- **TASK DETAILS**:
Pick out every line of the records that contains the word "dented", and copy each one.

═══ INFORMATION PROVIDED

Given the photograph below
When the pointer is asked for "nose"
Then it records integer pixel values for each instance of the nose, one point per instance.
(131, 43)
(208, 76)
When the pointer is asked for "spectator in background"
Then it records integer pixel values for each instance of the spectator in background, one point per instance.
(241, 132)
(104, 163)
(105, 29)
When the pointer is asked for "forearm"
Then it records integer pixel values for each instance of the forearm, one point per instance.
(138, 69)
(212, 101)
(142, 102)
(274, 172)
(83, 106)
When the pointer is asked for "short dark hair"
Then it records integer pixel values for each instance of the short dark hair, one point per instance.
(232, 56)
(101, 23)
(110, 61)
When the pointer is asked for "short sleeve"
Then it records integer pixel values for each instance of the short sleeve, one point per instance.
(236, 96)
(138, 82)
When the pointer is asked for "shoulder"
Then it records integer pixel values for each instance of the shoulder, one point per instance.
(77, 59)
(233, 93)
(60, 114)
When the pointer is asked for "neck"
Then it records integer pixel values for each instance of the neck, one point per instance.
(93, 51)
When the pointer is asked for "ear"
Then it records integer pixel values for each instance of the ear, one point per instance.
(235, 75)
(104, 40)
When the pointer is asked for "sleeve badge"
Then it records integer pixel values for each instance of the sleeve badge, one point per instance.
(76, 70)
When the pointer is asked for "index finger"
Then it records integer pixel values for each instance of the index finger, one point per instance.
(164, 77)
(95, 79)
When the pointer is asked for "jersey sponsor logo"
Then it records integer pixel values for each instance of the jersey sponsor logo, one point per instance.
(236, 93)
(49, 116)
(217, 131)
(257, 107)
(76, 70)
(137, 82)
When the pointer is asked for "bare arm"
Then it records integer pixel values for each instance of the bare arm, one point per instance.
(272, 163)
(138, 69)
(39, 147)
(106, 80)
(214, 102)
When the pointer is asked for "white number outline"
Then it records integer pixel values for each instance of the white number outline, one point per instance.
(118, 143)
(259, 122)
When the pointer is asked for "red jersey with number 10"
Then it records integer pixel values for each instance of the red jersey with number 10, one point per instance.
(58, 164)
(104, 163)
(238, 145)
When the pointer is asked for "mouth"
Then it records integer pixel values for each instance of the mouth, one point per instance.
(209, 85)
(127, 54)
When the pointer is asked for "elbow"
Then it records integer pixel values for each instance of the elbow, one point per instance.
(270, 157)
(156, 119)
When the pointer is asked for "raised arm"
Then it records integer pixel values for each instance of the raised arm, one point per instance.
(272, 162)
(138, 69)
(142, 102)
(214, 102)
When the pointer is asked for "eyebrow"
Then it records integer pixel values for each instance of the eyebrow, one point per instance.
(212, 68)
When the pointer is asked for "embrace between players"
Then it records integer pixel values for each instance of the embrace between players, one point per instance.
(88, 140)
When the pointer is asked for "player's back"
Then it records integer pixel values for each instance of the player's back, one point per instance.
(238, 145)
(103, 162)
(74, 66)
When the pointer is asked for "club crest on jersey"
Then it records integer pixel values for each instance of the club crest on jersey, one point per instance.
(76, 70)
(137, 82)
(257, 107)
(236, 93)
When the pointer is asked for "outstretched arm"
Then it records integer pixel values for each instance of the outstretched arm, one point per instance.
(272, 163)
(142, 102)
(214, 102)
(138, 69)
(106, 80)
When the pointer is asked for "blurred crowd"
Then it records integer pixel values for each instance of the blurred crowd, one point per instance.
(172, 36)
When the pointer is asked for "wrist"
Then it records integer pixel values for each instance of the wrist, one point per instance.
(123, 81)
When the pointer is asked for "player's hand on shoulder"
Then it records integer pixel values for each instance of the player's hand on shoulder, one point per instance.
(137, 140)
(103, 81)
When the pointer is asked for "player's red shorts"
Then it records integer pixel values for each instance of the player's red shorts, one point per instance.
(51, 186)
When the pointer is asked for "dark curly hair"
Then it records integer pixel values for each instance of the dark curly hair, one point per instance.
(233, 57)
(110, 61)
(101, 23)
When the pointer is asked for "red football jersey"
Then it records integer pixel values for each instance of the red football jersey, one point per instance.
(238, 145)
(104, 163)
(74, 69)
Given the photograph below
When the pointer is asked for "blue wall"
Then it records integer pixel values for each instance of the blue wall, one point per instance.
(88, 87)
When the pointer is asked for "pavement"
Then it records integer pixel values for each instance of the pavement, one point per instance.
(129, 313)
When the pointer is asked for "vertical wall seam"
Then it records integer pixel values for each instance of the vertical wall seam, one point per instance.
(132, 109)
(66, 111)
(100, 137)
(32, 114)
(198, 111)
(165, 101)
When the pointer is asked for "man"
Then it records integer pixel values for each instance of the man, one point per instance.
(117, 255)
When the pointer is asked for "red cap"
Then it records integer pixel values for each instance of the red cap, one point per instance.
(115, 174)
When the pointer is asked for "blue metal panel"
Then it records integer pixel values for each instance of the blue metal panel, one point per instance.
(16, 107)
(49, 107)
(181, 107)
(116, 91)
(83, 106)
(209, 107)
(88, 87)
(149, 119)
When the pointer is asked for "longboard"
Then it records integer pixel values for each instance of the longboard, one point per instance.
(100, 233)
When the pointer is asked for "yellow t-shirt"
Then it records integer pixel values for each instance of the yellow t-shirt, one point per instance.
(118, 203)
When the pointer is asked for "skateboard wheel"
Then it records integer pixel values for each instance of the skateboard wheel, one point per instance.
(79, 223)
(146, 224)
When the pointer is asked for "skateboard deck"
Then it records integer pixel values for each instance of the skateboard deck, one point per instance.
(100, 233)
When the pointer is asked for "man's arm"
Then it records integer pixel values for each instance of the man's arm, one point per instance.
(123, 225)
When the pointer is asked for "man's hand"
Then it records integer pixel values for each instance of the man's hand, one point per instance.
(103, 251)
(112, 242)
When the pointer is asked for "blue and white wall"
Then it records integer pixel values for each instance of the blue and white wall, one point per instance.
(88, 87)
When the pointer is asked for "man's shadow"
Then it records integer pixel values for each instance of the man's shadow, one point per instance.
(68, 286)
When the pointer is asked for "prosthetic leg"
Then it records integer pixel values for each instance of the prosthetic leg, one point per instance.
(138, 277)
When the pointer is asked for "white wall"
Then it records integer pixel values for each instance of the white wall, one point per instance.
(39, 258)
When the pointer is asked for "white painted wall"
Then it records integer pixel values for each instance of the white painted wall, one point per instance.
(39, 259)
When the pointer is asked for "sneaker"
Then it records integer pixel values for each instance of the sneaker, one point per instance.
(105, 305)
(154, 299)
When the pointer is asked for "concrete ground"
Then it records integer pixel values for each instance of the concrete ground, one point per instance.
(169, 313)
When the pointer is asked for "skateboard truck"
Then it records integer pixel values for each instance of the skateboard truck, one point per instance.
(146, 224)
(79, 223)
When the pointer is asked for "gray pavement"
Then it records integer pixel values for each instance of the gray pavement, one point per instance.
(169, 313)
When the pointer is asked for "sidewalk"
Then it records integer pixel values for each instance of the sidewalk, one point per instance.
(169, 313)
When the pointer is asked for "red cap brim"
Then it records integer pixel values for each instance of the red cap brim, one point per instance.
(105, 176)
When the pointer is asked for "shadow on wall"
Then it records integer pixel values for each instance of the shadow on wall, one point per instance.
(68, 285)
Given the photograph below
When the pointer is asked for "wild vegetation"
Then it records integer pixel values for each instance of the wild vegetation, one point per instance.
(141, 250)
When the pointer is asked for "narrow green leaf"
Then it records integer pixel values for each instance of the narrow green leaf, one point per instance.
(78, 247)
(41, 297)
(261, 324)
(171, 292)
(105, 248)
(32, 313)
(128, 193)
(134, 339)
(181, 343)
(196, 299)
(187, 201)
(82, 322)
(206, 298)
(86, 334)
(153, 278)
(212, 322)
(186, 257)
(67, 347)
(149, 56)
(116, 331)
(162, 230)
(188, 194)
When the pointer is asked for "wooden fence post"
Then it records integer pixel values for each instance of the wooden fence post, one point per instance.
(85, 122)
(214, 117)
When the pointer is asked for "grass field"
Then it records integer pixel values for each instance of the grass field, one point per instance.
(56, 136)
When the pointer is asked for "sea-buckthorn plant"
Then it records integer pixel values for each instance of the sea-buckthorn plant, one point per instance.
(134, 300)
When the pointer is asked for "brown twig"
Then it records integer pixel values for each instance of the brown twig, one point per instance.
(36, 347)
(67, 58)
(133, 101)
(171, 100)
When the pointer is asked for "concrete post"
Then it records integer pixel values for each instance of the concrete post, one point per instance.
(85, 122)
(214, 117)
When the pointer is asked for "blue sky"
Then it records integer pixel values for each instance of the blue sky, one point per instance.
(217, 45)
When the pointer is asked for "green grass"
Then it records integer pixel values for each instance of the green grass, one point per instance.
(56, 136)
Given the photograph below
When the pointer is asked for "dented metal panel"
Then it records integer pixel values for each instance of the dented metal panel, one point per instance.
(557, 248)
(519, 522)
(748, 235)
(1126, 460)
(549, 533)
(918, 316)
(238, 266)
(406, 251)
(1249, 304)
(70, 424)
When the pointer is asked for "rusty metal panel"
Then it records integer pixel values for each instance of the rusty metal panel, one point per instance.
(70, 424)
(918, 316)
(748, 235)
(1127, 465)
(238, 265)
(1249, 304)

══════

- **SOLUTION FOR THIS PROBLEM**:
When the pointer is asked for "dented metal panel"
Then it records integer pixel values for each instance of the dented metal panel, one point per instance.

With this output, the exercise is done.